This game is simply a masterpiece, in my book. It really has it all.

As Furious George said, it's really hard to express how awesome this game is, to someone who hasn't played it in it's prime, so I'll try to say it simply:

It's an amazing game, imo. Wether you agree or not, to me, it's a masterpiece.




Honorable mentions to Mario kart 64 and Diddy Kong racing.

Please let me know what you think of my list. This is the first time I've made such a list. ^^


----------



## dilbot (Aug 25, 2011)

Fuck yeah pokemon stadium was flippin awesome. It was just an overall good game packed with quality features. Funnest times were the minigames and especially, playing your handheld pokemon on a "giant" 32 inch box tv DD

Top 5 Dungeons:


*Spoiler*: _ 1. Heaven - Persona 4_ 





A good dungeon is all about design, music and atmosphere that draws a player into that world . This dungeon has it all, the design, and especially the music creates an atmosphere that just perfectly communicates the feelings of sadness and desire nanako has for her dead mother. At the same time it drives both the characters in the game as well as the player  to save her as quickly as possible. I can bet most people who played persona 4 completed this dungeon much earlier than some of the other dungeons to come before and after. 







*Spoiler*: _2. Tower of Latria - Demon's souls_ 





Creepy opera singer in background, screams of torture and starvation, plus random holes that will make you fall to your death keep the player on edge nearly 24/7 in this dungeon.





*Spoiler*: _3. Welgaia - Tales of Symphonia_ 





City of the "angels". Haunting yet pretty music, and a sleek, white design. Atmosphere definitely communicates the holiness and sacredness of a city of angels, but there's also an underlying hollowness or emptiness that reveals the morbid process of emptying your body of human senses, touch, taste, and subsequently, your emotions, to become an "angel". Again, very fitting.






*Spoiler*: _4. Sky Pillar - Pokemon Ruby/Sapphire_ 





Pretty damn fun dungeon, with the bike jumps and the effort it took just to get to the damn place made it a blast in trying to catch rayquaza.






*Spoiler*: _5. unknown cave - Pokemon G/S_ 





Ancient hieroglyphic-like markings plastered all over the walls, and your handy dandy strategy guide to decipher the
messages made this a really enjoyable dungeon to walk through.


----------



## Esura (Aug 25, 2011)

Was I the only one who found the Unknown Cave to be creepy as fuck when they were younger?


----------



## Furious George (Aug 25, 2011)

Scizor said:


> Honorable mentions to Mario kart 64 and Diddy Kong racing.
> 
> Please let me know what you think of my list. This is the first time I've made such a list. ^^



A lack of Diddy Kong Racing and Kart 64 makes me a little sad... and I haven't played a lot of your list. You gave your respects to OoT so that makes it all better in my book.


----------



## Krory (Aug 25, 2011)

Crazy kids and your N64.


----------



## Furious George (Aug 25, 2011)

Krory said:


> Crazy kids and your N64.



If only the N64 was more pretentious.

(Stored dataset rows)
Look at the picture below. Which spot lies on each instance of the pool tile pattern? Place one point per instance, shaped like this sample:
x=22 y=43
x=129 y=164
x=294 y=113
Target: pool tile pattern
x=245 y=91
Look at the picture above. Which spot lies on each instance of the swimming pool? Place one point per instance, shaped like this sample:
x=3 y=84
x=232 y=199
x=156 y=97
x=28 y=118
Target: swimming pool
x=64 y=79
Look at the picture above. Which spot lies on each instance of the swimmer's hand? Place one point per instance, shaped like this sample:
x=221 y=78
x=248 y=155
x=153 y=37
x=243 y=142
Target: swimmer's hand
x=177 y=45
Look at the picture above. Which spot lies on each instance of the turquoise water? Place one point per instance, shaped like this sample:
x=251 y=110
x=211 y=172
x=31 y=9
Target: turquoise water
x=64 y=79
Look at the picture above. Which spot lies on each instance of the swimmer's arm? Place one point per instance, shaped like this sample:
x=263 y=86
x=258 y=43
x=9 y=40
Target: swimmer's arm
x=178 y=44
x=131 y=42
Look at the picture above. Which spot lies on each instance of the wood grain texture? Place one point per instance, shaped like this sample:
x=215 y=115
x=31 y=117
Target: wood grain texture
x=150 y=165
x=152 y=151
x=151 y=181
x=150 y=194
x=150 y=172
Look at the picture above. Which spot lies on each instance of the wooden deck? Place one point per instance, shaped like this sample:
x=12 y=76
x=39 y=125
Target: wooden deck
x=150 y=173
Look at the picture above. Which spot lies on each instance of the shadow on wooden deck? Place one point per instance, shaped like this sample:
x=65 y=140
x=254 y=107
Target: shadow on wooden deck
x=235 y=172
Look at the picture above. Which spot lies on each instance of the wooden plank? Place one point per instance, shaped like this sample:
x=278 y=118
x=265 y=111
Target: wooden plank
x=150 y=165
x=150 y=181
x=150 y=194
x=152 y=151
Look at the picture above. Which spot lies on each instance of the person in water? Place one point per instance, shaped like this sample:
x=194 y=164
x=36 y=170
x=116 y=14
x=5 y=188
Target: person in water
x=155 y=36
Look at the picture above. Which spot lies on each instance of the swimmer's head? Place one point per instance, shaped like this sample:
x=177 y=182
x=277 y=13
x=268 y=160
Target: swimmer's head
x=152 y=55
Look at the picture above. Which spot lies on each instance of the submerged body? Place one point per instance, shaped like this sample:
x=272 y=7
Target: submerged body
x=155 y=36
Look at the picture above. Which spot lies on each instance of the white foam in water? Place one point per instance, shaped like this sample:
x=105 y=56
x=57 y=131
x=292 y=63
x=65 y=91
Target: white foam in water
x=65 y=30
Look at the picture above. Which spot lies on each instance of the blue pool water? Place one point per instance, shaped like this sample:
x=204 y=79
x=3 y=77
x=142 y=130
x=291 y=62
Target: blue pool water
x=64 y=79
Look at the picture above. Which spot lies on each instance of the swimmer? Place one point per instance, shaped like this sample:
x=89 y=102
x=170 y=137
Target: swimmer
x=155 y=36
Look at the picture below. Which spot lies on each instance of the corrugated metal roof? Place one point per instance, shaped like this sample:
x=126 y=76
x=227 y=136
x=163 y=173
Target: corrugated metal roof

Jobs —
1. In the rows, change "wood grain texture" to "timber surface" starting at the line containing "the wood grain" and ending at the line containing "x=150 y=172", and give back only those lines with nothing else altered.
2. Go on with the forum thread about favorite video games from the point where it stops.

Answers given —
1.
Look at the picture above. Which spot lies on each instance of the timber surface? Place one point per instance, shaped like this sample:
x=215 y=115
x=31 y=117
Target: timber surface
x=150 y=165
x=152 y=151
x=151 y=181
x=150 y=194
x=150 y=172

2.
----------



## Scizor (Aug 25, 2011)

Furious George said:


> A lack of Diddy Kong Racing and Kart 64 makes me a little sad... and I haven't played a lot of your list. You gave your respects to OoT so that makes it all better in my book.



Thanks, man. ^^


----------



## Raidou Kuzunoha (Aug 25, 2011)

*Top 5 Dungeons - Xenosaga :*

*5. Cathedral Ship*



Even though Xenosaga's story isn't up to snuff in comparison to Xenogears. If there's one thing I love about Xenosaga (besides the mecha) are the dungeon designs. The Cathedral Ship being the first major dungeon you come across. Note that I don't mean first exact dungeon, I mean first huge dungeon where you're gonna be here for awhile. Layout wise and story wise. The dungeon is cool for the simple fact you're _*walking around the inside of a giant alien from another dimension.*_ So the area looks very organic. Not to mention it also has the ruins of a city fused within it. So it combines the alien look with a pseudo-urban vibe to it. Well hi-tech urban to be exact.

*4. Proto-Merkabah*



The final dungeon of Xenosaga and a cool place to go through. Not only it has the hi-tech sci-fi feel to it, at this point in the story even if you didn't know, it feels final.

*3. Song of Nephilim*



Xenosaga's pen-ultimate dungeon. The reason I like this more to Proto-Merkabah is that besides the sci-fi-ness to it, it feels unearthly in comparison to PM. Not to mention cooler fights.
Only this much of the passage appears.